* **Vorliegender Text**:
>>

Renaissance des Heckantriebs
Die E-GMP-Plattform profitiert von einer idealen Gewichtsverteilung und einem sehr niedrigen Schwerpunkt dank der im Boden angeordneten Batteriemodule und des zwischen den Hinterrädern verbauten Antriebsmoduls. Der Hinterradantrieb scheint eine Renaissance zu erfahren, so ist auch Volkswagen bei der Entwicklung seiner elektrischen MEB-Plattform diesen Weg gegangen, und auch der sehr kompkate Honda E kommt mit Heckantrieb.

<<

* **Deine Anweisungen**: Gib aus dem Text über den Heckantrieb die Stelle wortgetreu aus, beginnend bei „Renaissance des Heckantriebs“ und endend bei „kommt mit Heckantrieb.“.

* **Rohdaten**:
>>

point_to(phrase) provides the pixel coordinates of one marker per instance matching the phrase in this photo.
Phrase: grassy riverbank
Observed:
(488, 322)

<<

* **Antwortbereich**:
Renaissance des Heckantriebs
Die E-GMP-Plattform profitiert von einer idealen Gewichtsverteilung und einem sehr niedrigen Schwerpunkt dank der im Boden angeordneten Batteriemodule und des zwischen den Hinterrädern verbauten Antriebsmoduls. Der Hinterradantrieb scheint eine Renaissance zu erfahren, so ist auch Volkswagen bei der Entwicklung seiner elektrischen MEB-Plattform diesen Weg gegangen, und auch der sehr kompkate Honda E kommt mit Heckantrieb.